## Stated task
Filter the listing below, retaining each line that contains the string "grass". Treat the match as case-sensitive.

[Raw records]
———

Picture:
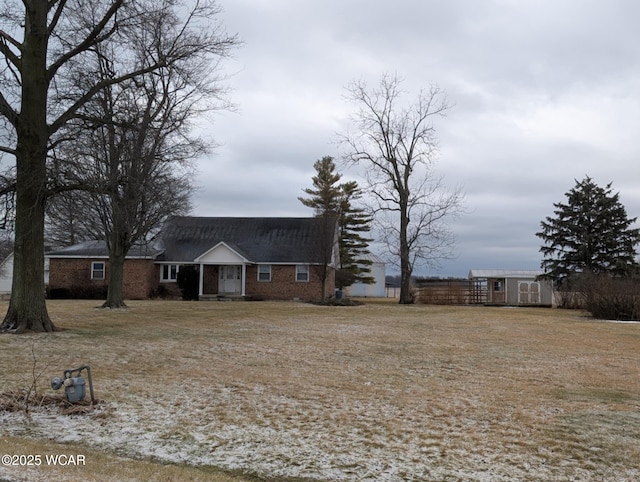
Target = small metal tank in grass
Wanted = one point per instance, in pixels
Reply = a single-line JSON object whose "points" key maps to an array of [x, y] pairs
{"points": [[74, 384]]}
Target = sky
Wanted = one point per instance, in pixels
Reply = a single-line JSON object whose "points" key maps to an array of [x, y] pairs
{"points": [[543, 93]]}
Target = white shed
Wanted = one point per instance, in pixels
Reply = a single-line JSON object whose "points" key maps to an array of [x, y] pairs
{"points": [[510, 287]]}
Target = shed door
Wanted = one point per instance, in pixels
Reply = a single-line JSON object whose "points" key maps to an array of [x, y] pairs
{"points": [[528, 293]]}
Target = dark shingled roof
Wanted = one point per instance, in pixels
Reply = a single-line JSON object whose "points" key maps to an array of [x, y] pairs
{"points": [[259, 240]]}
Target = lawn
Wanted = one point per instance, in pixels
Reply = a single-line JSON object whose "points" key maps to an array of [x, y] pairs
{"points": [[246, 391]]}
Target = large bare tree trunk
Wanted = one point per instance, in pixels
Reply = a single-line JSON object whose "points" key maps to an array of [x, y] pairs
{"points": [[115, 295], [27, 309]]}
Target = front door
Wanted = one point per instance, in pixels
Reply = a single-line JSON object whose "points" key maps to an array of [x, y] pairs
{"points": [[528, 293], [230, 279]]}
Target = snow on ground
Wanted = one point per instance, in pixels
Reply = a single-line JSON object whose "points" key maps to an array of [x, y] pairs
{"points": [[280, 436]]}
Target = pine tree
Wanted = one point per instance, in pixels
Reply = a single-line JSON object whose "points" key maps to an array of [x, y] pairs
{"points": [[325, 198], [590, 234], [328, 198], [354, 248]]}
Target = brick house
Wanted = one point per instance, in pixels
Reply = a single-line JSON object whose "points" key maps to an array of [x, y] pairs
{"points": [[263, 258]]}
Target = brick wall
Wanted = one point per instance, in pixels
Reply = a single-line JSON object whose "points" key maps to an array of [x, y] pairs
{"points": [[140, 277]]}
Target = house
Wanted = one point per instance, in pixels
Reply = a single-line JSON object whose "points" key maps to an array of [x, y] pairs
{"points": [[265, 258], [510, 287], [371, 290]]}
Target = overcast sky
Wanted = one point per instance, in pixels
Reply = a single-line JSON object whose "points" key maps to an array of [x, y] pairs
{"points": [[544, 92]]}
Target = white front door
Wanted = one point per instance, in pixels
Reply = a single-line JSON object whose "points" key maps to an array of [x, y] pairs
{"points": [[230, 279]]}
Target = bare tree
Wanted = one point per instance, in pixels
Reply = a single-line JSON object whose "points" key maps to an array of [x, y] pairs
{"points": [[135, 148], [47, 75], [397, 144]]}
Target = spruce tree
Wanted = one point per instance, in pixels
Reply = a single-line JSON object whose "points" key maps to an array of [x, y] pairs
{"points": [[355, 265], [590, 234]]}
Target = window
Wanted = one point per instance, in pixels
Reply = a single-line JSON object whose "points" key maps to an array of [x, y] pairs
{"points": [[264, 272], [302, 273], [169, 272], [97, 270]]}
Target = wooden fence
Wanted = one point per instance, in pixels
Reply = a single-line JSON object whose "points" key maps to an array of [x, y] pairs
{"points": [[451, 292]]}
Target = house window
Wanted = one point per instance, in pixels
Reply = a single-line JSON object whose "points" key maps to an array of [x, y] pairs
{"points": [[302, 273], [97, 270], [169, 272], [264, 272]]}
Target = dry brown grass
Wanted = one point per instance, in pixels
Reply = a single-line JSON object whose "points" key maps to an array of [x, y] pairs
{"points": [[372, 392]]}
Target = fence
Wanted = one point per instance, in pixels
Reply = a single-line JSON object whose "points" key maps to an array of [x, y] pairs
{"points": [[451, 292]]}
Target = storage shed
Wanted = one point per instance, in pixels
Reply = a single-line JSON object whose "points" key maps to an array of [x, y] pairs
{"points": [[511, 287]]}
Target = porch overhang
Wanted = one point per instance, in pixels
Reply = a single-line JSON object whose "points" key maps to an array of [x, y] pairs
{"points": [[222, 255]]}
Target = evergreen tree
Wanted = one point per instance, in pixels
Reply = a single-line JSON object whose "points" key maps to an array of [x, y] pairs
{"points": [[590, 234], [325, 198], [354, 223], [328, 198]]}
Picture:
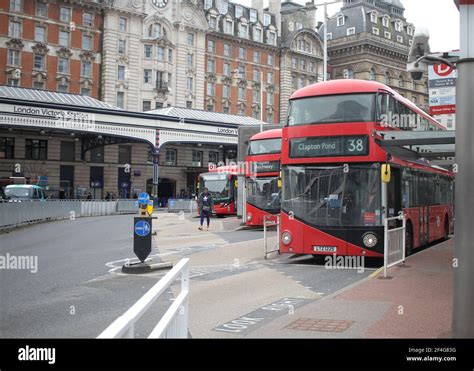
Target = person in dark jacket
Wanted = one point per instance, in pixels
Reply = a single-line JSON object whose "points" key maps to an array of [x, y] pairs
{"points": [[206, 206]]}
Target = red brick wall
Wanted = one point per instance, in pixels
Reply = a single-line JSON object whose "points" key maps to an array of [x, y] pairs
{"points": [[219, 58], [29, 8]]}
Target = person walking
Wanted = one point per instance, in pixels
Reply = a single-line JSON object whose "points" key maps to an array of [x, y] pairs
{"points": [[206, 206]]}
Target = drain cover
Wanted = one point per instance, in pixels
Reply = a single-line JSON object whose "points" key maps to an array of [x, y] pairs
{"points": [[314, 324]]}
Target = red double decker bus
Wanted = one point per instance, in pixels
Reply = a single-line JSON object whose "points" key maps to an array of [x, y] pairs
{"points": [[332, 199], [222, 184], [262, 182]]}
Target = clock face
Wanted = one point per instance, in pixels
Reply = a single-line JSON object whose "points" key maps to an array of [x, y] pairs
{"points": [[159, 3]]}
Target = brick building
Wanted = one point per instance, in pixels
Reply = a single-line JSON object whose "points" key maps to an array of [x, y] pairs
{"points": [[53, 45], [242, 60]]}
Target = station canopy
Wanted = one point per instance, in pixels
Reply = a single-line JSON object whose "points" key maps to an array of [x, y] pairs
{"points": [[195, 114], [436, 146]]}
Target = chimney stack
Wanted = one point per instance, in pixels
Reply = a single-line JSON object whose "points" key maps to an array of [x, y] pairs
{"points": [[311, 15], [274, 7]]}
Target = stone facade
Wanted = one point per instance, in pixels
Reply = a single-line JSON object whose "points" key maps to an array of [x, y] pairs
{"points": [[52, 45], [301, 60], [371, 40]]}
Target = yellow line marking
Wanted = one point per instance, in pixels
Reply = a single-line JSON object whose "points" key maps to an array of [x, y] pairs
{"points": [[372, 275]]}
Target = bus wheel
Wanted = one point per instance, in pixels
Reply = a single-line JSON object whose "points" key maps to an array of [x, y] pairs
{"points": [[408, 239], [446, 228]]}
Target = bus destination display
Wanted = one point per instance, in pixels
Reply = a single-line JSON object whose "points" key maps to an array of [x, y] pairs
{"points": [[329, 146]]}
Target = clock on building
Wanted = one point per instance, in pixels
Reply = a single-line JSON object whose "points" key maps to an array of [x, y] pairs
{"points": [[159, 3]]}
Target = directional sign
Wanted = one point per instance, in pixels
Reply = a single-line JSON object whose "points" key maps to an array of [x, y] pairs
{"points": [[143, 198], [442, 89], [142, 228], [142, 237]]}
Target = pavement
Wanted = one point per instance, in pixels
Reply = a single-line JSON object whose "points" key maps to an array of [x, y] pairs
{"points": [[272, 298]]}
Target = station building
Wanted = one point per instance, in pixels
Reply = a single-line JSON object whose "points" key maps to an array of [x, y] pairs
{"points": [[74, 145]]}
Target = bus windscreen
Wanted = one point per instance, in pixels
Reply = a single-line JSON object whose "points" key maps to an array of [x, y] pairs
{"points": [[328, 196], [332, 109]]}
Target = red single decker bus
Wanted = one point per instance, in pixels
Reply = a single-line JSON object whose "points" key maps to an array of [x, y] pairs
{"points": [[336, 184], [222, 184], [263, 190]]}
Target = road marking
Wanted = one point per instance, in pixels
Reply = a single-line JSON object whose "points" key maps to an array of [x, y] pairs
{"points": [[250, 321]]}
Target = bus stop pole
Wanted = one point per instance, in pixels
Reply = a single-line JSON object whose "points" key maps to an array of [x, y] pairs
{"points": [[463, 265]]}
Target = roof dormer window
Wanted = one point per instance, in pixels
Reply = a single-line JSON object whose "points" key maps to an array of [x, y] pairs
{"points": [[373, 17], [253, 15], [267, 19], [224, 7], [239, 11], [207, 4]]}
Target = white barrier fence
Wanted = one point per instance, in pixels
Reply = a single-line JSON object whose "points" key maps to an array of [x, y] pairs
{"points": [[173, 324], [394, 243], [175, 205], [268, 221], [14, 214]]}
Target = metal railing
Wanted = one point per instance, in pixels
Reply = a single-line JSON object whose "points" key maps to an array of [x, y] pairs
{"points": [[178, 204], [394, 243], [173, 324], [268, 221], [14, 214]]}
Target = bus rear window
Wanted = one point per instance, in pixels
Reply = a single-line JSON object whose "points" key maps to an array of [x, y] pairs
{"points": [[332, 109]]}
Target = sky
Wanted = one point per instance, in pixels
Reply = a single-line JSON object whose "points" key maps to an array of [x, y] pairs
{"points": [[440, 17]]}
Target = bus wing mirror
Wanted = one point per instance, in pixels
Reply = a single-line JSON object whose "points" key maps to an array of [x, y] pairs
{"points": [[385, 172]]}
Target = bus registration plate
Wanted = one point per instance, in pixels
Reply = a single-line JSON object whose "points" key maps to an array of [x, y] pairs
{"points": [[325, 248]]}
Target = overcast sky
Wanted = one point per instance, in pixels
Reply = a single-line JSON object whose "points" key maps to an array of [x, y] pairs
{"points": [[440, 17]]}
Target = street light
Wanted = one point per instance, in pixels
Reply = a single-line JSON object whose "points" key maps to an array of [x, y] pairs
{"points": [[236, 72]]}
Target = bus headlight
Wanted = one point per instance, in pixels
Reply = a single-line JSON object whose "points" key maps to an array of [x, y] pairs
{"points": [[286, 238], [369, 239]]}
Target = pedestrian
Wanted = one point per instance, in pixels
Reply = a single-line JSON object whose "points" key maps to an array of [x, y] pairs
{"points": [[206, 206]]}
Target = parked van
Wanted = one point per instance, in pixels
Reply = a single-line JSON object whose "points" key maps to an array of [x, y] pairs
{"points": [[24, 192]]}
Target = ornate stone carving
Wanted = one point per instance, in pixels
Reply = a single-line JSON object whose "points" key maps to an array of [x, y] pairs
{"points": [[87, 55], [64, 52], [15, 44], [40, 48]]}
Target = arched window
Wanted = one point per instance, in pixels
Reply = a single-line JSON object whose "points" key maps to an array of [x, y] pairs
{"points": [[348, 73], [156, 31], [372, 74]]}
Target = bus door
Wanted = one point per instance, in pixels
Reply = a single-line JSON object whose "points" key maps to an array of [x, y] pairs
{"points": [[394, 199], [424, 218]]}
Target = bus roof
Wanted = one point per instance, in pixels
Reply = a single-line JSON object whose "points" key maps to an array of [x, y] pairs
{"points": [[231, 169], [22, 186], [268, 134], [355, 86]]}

———

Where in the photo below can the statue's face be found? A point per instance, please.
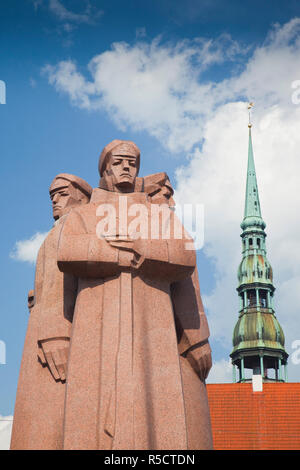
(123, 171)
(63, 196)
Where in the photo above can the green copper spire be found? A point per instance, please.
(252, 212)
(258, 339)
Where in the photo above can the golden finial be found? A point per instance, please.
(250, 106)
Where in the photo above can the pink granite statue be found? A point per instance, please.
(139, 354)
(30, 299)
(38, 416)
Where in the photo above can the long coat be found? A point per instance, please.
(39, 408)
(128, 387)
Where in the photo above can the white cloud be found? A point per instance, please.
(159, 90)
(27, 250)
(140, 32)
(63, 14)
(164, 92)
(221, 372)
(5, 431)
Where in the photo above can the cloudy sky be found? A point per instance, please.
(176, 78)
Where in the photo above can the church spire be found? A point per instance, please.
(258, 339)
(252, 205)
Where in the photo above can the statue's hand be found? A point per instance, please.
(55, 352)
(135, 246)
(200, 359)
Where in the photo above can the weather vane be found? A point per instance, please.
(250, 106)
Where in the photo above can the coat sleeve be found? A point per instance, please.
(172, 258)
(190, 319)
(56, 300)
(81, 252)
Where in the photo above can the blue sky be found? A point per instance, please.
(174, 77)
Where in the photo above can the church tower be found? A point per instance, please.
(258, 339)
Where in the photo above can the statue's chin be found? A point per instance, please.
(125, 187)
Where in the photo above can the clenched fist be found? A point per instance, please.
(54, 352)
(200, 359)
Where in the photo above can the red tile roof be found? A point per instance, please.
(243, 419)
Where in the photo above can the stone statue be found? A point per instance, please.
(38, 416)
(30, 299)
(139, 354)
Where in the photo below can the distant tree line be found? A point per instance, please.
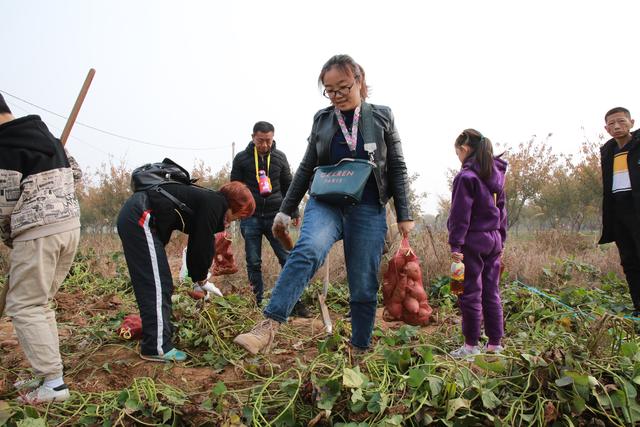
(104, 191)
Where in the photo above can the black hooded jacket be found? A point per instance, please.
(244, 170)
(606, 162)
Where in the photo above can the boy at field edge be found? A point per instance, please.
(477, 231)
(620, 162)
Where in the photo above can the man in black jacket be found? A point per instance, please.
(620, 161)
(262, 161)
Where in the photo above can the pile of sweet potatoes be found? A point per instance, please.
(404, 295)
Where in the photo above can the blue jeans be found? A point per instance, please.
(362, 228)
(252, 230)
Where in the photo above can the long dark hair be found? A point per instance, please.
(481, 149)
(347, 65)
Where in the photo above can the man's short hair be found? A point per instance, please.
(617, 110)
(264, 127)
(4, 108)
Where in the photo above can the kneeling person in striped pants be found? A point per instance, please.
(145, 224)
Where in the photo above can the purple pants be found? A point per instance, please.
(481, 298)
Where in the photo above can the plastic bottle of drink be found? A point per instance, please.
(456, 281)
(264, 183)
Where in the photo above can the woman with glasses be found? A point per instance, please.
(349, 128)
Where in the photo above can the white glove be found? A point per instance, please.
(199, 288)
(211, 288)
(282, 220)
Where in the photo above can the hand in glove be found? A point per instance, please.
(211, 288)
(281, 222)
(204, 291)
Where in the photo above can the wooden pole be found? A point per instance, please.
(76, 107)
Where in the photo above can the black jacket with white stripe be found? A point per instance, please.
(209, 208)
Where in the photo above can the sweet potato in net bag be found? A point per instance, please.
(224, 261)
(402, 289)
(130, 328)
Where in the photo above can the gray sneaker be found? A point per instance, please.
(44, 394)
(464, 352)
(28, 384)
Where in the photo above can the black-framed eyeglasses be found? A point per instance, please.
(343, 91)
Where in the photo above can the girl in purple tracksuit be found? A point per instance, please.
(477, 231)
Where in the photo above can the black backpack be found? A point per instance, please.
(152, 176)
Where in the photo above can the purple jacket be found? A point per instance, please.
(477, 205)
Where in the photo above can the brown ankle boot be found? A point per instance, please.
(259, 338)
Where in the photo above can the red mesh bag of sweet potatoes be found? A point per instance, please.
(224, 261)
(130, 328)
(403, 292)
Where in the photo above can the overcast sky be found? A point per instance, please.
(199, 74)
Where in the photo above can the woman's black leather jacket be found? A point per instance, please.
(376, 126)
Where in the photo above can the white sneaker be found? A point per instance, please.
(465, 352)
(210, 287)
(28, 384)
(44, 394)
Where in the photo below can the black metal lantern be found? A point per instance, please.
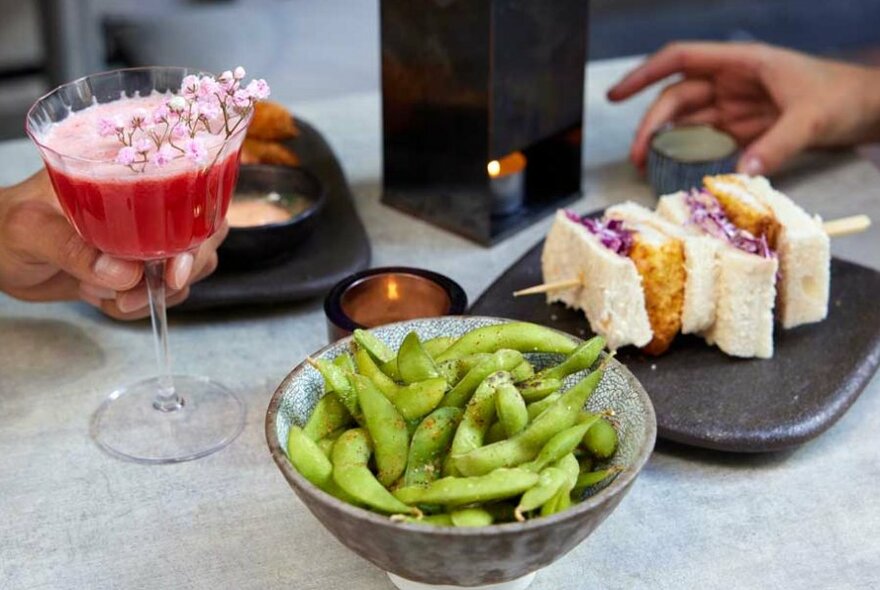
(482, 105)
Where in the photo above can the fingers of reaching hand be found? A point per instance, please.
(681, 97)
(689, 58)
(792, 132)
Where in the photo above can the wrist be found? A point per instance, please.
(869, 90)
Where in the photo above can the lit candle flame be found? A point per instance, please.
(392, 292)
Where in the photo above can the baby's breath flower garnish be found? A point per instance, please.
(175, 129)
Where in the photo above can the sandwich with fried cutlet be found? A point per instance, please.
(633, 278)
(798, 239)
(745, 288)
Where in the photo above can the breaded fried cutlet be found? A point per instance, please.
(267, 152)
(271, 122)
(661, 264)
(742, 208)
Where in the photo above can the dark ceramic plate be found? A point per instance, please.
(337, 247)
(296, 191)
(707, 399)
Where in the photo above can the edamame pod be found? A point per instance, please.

———

## Written response
Target = small metal tank in grass
Target = dry brown grass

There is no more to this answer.